Source document =
════════════════════

Here's sample code that returns a unique File Index.

ApproachA() is what I came up with after a bit of research. ApproachB() is thanks to information in the links provided by Mattias and Rubens. Given a specific file, both approaches return the same file index (during my basic testing).

Some caveats from MSDN:

Support for file IDs is file system-specific. File IDs are not guaranteed to be unique over time, because file systems are free to reuse them. In some cases, the file ID for a file can change over time.

In the FAT file system, the file ID is generated from the first cluster of the containing directory and the byte offset within the directory of the entry for the file. Some defragmentation products change this byte offset. (Windows in-box defragmentation does not.) Thus, a FAT file ID can change over time. Renaming a file in the FAT file system can also change the file ID, but only if the new file name is longer than the old one.

In the NTFS file system, a file keeps the same file ID until it is deleted. You can replace one file with another file without changing the file ID by using the ReplaceFile function. However, the file ID of the replacement file, not the replaced file, is retained as the file ID of the resulting file.

The first bolded comment above worries me. It's not clear if this statement applies to FAT only, it seems to contradict the second bolded text. I guess further testing is the only way to be sure.

[Update: in my testing the file index/id changes when a file is moved from one internal NTFS hard drive to another internal NTFS hard drive.]

    public class WinAPI
    {
        [DllImport("ntdll.dll", SetLastError = true)]
        public static extern IntPtr NtQueryInformationFile(IntPtr fileHandle, ref IO_STATUS_BLOCK IoStatusBlock, IntPtr pInfoBlock, uint length, FILE_INFORMATION_CLASS fileInformation);

        public struct IO_STATUS_BLOCK
        {
            uint status;
            ulong information;
        }
        public struct _FILE_INTERNAL_INFORMATION {
          public ulong  IndexNumber;
        } 

        // Abbreviated, there are more values than shown
        public enum FILE_INFORMATION_CLASS
        {
            FileDirectoryInformation = 1,     // 1
            FileFullDirectoryInformation,     // 2
            FileBothDirectoryInformation,     // 3
            FileBasicInformation,         // 4
            FileStandardInformation,      // 5
            FileInternalInformation      // 6
        }

        [DllImport("kernel32.dll", SetLastError = true)]
        public static extern bool GetFileInformationByHandle(IntPtr hFile,out BY_HANDLE_FILE_INFORMATION lpFileInformation);

        public struct BY_HANDLE_FILE_INFORMATION
        {
            public uint FileAttributes;
            public FILETIME CreationTime;
            public FILETIME LastAccessTime;
            public FILETIME LastWriteTime;
            public uint VolumeSerialNumber;
            public uint FileSizeHigh;
            public uint FileSizeLow;
            public uint NumberOfLinks;
            public uint FileIndexHigh;
            public uint FileIndexLow;
        }
  }

  public class Test
  {
       public ulong ApproachA()

════════════════════

Data extract =
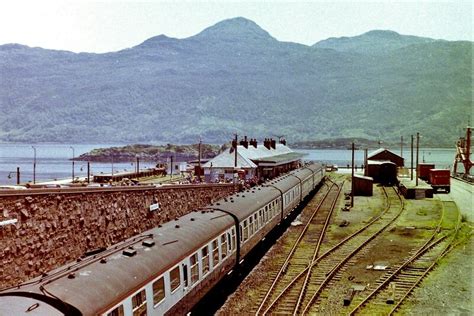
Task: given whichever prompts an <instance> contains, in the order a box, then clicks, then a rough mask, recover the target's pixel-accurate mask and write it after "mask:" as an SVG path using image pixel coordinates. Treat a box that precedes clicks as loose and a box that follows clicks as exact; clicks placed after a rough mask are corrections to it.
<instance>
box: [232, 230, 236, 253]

════════════════════

Exercise requirements =
a - In the post on Windows file IDs, how long does a file keep the same file ID in the NTFS file system?
b - Translate this sentence from the post on Windows file IDs into Spanish: "File IDs are not guaranteed to be unique over time, because file systems are free to reuse them."
The lines are separate material, unrelated to the post on Windows file IDs.

Exercise results =
a - Until it is deleted.

b - No se garantiza que los identificadores de archivo sean únicos a lo largo del tiempo, porque los sistemas de archivos tienen libertad para reutilizarlos.